**What the task asks:**
Pull out every line of the material below that contains the word "window", and note that case counts.

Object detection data
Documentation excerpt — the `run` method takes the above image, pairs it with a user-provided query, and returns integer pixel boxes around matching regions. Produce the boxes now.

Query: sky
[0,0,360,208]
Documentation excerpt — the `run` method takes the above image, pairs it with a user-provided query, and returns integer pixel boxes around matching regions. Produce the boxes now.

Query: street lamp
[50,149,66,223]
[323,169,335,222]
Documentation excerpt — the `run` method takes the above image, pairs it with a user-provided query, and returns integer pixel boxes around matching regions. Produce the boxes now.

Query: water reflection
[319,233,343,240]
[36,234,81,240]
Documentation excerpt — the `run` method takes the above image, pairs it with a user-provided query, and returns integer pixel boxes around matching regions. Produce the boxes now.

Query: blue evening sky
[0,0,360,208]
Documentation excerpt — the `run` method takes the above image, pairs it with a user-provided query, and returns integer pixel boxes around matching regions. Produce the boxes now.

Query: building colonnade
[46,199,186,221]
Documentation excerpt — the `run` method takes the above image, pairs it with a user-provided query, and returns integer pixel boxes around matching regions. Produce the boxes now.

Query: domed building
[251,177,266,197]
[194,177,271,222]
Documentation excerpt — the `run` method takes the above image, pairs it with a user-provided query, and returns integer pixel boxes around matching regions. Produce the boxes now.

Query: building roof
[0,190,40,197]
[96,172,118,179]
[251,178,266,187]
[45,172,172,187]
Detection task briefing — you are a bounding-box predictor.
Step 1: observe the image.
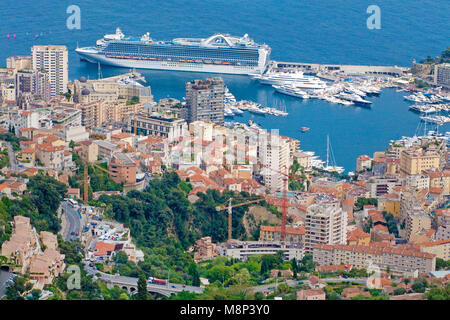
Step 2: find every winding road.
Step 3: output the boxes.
[61,201,81,241]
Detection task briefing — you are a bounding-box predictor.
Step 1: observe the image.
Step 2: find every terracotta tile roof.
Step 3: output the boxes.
[260,226,306,235]
[22,148,35,153]
[347,228,370,241]
[94,241,115,256]
[111,132,131,139]
[419,239,450,247]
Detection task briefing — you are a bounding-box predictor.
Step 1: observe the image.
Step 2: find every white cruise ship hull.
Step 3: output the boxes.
[76,49,264,75]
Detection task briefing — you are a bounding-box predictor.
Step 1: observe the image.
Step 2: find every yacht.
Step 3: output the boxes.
[336,92,372,106]
[272,83,309,99]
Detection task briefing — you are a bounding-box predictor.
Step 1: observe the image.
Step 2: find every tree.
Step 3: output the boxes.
[233,268,250,285]
[394,288,406,296]
[31,289,42,300]
[411,278,427,293]
[277,282,291,293]
[136,273,148,300]
[291,258,298,278]
[436,258,450,270]
[254,291,264,300]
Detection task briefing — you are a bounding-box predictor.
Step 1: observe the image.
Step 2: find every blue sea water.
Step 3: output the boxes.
[0,0,450,171]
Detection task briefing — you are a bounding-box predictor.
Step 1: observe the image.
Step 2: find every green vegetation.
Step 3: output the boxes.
[0,131,22,152]
[425,284,450,300]
[289,160,310,191]
[98,172,264,284]
[46,237,103,300]
[411,278,428,293]
[136,273,148,300]
[436,258,450,270]
[355,197,378,211]
[69,153,123,195]
[383,211,398,238]
[5,276,33,300]
[0,174,67,245]
[0,149,9,169]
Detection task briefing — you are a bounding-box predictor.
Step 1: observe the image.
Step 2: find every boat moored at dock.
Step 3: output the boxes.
[75,28,271,75]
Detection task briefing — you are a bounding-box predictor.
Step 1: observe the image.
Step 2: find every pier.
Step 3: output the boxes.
[269,60,410,80]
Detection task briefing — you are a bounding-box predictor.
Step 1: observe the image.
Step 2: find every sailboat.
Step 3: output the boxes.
[278,102,289,117]
[323,135,345,174]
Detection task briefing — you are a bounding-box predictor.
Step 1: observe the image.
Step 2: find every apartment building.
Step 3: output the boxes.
[36,143,64,170]
[1,216,38,274]
[108,153,136,184]
[15,70,51,105]
[75,140,99,163]
[419,239,450,261]
[258,133,290,192]
[305,203,347,253]
[313,244,436,275]
[186,77,225,125]
[366,176,402,198]
[405,174,430,190]
[31,45,69,97]
[406,210,431,239]
[6,56,31,71]
[259,226,306,243]
[73,72,153,106]
[220,240,304,261]
[93,140,122,159]
[434,63,450,88]
[400,149,440,176]
[126,113,188,142]
[356,155,372,172]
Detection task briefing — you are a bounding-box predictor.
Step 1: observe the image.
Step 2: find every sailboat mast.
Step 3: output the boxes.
[327,135,330,167]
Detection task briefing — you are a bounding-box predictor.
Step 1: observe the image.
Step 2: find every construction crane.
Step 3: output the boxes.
[258,162,302,241]
[80,158,116,206]
[216,198,265,241]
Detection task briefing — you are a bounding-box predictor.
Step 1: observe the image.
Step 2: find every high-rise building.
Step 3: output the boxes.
[15,70,50,104]
[305,203,347,252]
[434,63,450,88]
[31,45,69,97]
[258,133,290,192]
[186,77,225,125]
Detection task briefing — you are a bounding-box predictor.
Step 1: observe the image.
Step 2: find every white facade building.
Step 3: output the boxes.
[305,203,347,252]
[31,45,69,97]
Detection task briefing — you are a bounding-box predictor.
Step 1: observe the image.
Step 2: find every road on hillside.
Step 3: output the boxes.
[0,270,13,299]
[61,201,81,241]
[6,142,19,171]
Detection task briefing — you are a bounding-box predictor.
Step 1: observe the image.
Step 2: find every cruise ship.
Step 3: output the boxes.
[75,28,271,75]
[252,71,327,90]
[272,83,309,99]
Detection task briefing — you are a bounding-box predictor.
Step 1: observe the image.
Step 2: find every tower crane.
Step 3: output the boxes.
[80,157,116,205]
[258,162,302,241]
[216,198,265,241]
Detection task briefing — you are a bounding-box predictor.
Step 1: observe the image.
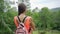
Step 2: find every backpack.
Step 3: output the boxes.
[15,16,28,34]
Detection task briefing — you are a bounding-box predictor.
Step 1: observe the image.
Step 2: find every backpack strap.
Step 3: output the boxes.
[17,16,27,23]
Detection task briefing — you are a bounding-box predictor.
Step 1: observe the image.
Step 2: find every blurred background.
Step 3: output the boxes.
[0,0,60,34]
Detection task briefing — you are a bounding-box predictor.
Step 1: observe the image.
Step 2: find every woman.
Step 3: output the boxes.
[14,3,35,34]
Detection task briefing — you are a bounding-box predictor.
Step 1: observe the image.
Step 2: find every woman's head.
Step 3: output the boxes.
[18,3,26,15]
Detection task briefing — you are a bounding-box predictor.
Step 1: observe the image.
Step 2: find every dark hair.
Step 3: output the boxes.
[18,3,26,15]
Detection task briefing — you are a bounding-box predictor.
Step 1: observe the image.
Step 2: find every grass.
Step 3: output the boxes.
[33,30,60,34]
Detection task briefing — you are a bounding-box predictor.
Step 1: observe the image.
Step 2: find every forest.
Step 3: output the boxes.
[0,0,60,34]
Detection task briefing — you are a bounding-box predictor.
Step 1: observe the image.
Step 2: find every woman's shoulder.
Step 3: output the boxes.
[27,16,32,18]
[14,16,17,19]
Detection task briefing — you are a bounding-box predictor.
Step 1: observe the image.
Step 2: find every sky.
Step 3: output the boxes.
[30,0,60,9]
[11,0,60,9]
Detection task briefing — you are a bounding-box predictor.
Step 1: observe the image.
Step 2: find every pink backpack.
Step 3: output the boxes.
[15,17,28,34]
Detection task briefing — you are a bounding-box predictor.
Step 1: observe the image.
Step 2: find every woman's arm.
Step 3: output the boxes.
[14,16,18,27]
[30,18,35,30]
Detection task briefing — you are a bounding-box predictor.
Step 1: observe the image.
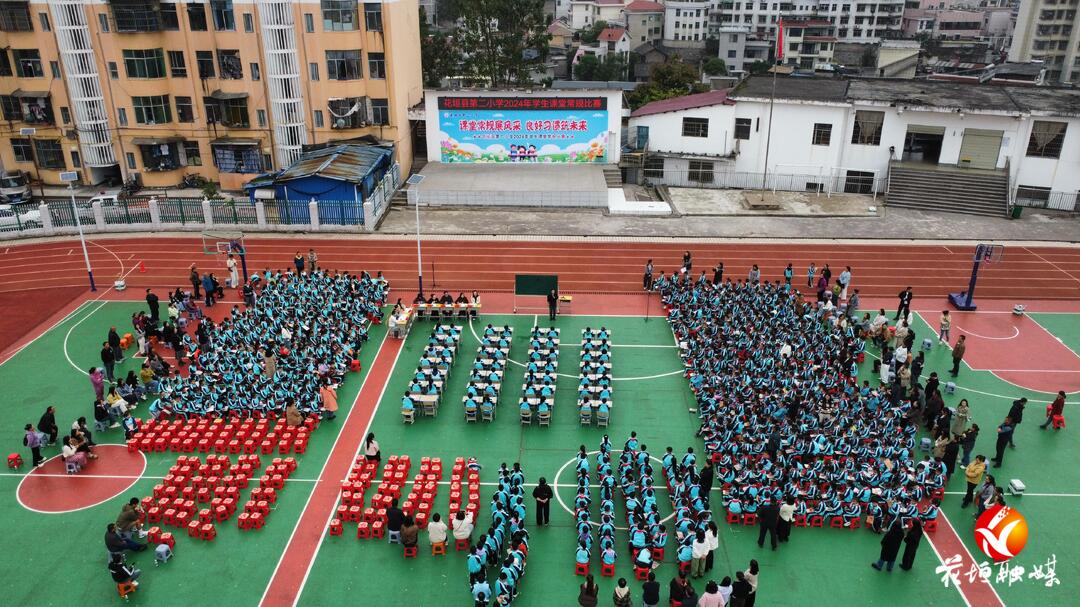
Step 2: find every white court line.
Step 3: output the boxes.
[267,334,405,607]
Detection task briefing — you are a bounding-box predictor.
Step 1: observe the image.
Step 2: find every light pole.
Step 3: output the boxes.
[405,174,423,297]
[60,171,97,291]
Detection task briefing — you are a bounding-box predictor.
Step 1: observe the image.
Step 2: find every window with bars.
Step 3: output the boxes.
[217,50,244,80]
[210,0,237,31]
[1027,120,1068,158]
[195,51,214,80]
[123,49,165,78]
[33,139,67,168]
[851,109,885,146]
[364,2,382,31]
[132,95,173,124]
[367,53,387,80]
[11,138,33,162]
[176,96,195,122]
[326,50,364,80]
[11,49,45,78]
[321,0,360,31]
[0,2,33,31]
[687,160,713,184]
[810,122,833,146]
[211,145,262,174]
[168,51,188,78]
[683,118,708,137]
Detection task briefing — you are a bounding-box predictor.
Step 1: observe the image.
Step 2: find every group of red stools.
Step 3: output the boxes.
[127,416,319,455]
[237,456,296,529]
[143,454,260,543]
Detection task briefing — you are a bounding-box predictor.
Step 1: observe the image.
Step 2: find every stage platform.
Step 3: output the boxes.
[410,162,608,207]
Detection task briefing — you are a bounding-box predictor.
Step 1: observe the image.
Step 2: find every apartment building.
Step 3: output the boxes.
[1009,0,1080,83]
[0,0,422,190]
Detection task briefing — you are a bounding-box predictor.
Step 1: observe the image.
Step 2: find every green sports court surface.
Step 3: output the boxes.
[0,302,1080,607]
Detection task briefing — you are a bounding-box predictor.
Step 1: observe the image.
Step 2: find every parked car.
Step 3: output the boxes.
[0,171,30,204]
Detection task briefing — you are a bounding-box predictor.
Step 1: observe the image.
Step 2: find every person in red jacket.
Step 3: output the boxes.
[1039,390,1065,430]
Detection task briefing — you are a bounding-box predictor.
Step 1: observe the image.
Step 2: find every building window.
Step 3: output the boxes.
[176,97,195,122]
[326,51,364,80]
[11,49,45,78]
[132,95,173,124]
[1027,120,1068,158]
[203,97,252,129]
[645,156,664,179]
[364,2,382,31]
[683,118,708,137]
[195,51,214,80]
[184,141,202,166]
[210,0,237,31]
[372,99,390,125]
[687,160,713,184]
[11,139,33,162]
[735,118,754,140]
[33,139,67,170]
[188,3,206,31]
[810,122,833,146]
[367,53,387,80]
[322,0,359,31]
[851,109,885,146]
[217,50,244,80]
[123,49,165,78]
[168,51,188,78]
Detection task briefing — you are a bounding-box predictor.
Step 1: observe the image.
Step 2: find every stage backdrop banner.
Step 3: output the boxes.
[438,96,618,163]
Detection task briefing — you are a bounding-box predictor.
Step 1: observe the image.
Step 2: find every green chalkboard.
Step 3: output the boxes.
[514,274,558,295]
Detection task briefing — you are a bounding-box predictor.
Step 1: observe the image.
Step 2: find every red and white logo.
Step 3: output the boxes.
[975,505,1027,563]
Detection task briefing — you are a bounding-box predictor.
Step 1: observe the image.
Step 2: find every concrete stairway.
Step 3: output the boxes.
[886,163,1009,217]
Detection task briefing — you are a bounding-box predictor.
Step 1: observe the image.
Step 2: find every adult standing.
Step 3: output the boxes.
[895,286,914,321]
[102,341,117,381]
[188,264,202,299]
[38,406,60,446]
[960,455,986,508]
[900,518,922,571]
[870,521,904,571]
[948,335,968,377]
[993,417,1013,468]
[578,574,600,607]
[757,500,780,550]
[1039,390,1065,430]
[23,423,45,468]
[146,288,161,326]
[1009,396,1027,449]
[837,266,851,299]
[532,476,555,527]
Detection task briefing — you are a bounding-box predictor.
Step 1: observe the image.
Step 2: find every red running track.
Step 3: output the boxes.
[0,237,1080,304]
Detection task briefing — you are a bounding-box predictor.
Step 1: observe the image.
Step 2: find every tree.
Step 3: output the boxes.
[454,0,551,87]
[703,57,728,76]
[420,9,461,89]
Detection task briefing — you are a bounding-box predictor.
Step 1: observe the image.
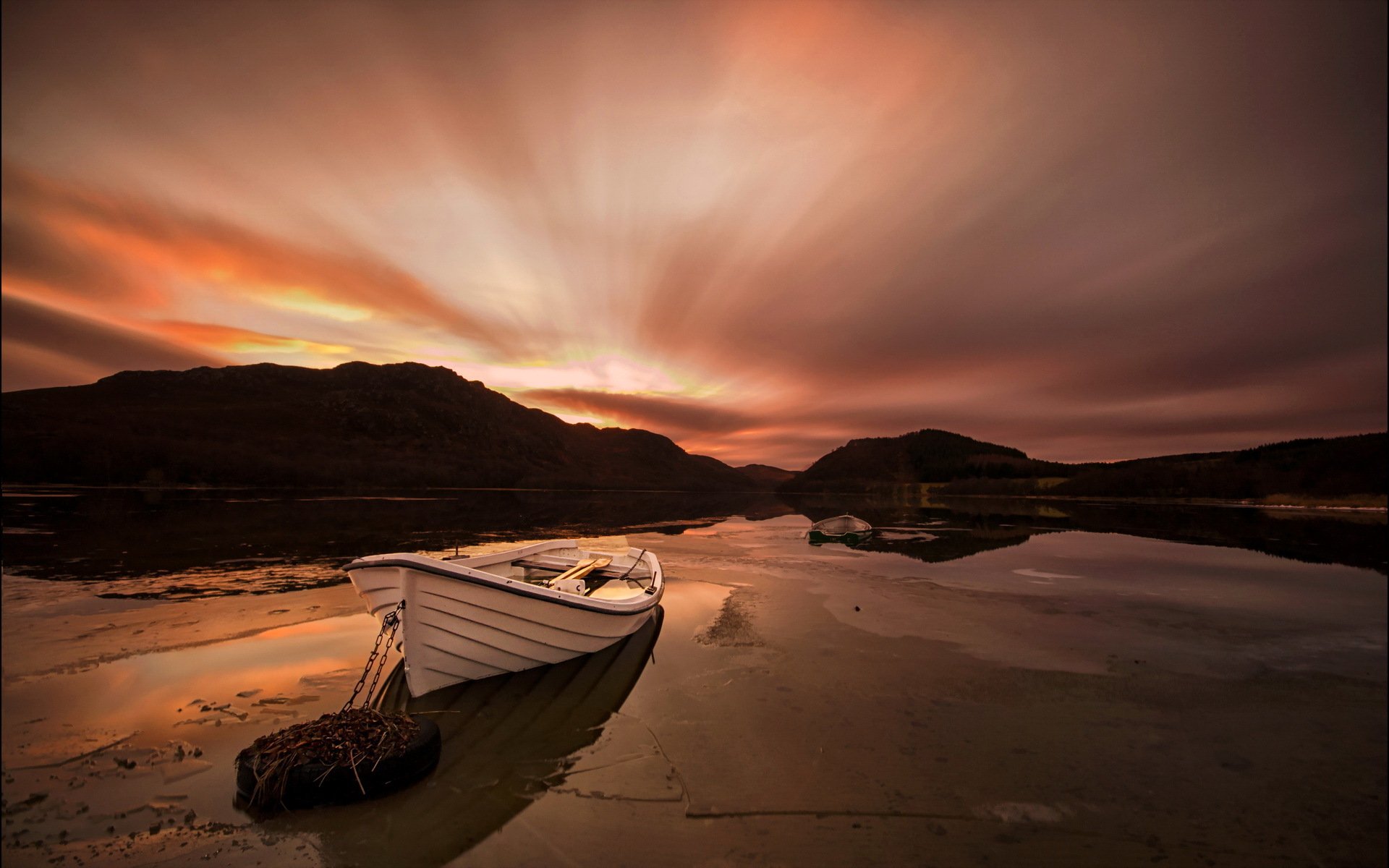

**Task output:**
Step 2: find every window with bars.
Step 2: find every building window.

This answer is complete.